[Point localization data]
============
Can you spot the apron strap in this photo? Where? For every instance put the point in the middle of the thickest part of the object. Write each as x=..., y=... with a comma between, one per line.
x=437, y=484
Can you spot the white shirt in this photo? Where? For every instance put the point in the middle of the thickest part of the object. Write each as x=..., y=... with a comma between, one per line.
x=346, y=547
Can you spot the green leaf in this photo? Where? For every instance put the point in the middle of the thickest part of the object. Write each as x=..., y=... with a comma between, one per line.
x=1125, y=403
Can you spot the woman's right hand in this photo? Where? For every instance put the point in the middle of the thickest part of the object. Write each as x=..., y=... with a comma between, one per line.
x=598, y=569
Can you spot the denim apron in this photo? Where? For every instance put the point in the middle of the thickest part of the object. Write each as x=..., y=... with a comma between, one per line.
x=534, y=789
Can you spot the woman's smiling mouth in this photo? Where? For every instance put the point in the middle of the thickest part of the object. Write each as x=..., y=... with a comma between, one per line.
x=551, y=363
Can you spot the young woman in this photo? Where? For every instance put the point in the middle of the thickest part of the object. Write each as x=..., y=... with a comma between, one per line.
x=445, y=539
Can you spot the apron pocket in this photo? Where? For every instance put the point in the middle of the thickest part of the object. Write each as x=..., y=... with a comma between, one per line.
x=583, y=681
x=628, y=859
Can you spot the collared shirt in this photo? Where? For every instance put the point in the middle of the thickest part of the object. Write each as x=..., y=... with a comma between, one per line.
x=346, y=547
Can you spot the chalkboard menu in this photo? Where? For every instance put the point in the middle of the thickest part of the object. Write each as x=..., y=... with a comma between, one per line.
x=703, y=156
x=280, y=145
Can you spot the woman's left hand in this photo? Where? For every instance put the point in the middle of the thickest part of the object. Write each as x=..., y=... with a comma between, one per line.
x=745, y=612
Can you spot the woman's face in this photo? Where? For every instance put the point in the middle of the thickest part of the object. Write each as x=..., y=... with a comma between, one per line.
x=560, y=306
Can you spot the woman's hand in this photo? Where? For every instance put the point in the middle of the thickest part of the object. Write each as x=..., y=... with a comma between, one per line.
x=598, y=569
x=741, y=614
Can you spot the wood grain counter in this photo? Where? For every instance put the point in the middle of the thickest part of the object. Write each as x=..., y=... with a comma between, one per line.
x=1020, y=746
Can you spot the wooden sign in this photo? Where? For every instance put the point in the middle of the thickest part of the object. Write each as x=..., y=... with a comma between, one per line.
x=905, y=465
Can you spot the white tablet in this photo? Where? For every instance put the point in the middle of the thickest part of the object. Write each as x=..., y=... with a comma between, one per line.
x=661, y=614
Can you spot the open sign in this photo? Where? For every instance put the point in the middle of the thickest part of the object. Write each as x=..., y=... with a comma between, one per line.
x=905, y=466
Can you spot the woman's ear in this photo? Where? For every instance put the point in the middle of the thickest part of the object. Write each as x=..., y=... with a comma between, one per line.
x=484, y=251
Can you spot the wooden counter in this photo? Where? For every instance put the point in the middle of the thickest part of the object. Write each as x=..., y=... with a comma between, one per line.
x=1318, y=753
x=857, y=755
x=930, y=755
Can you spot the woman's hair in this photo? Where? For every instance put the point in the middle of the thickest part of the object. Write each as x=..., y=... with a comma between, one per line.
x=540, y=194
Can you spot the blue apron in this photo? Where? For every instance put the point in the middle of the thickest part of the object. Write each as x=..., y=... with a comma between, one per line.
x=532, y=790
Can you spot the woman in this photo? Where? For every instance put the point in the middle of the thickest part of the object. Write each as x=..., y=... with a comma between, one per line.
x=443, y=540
============
> **REQUIRED ACTION**
Print exactly the lines between the line with "Can you spot the wooden counter" and the final line of the records above, both included.

> **RESULT OF THE EXERCISE**
Can you spot the wooden counter in this photo? Where? For every instance put the point in the middle of the thickest part of the object. Write each as x=..., y=... with a comma between, one per line.
x=1318, y=753
x=857, y=755
x=930, y=755
Can you spot the woman's hair in this photo? Where? For every instance put the point in the middle of the thickest part of the object. Write each as x=..., y=... with a comma between, one per line.
x=540, y=194
Can you spot the blue apron in this photo? Where? For every instance put the point in the middle of the thickest part of the object. Write each as x=..., y=... with a comma between, one per line.
x=532, y=790
Can you spot the woman in this photo? Where? For every instance put the point in the middle of the thickest part of the object. Write each as x=..., y=... with a comma between, one per line.
x=443, y=540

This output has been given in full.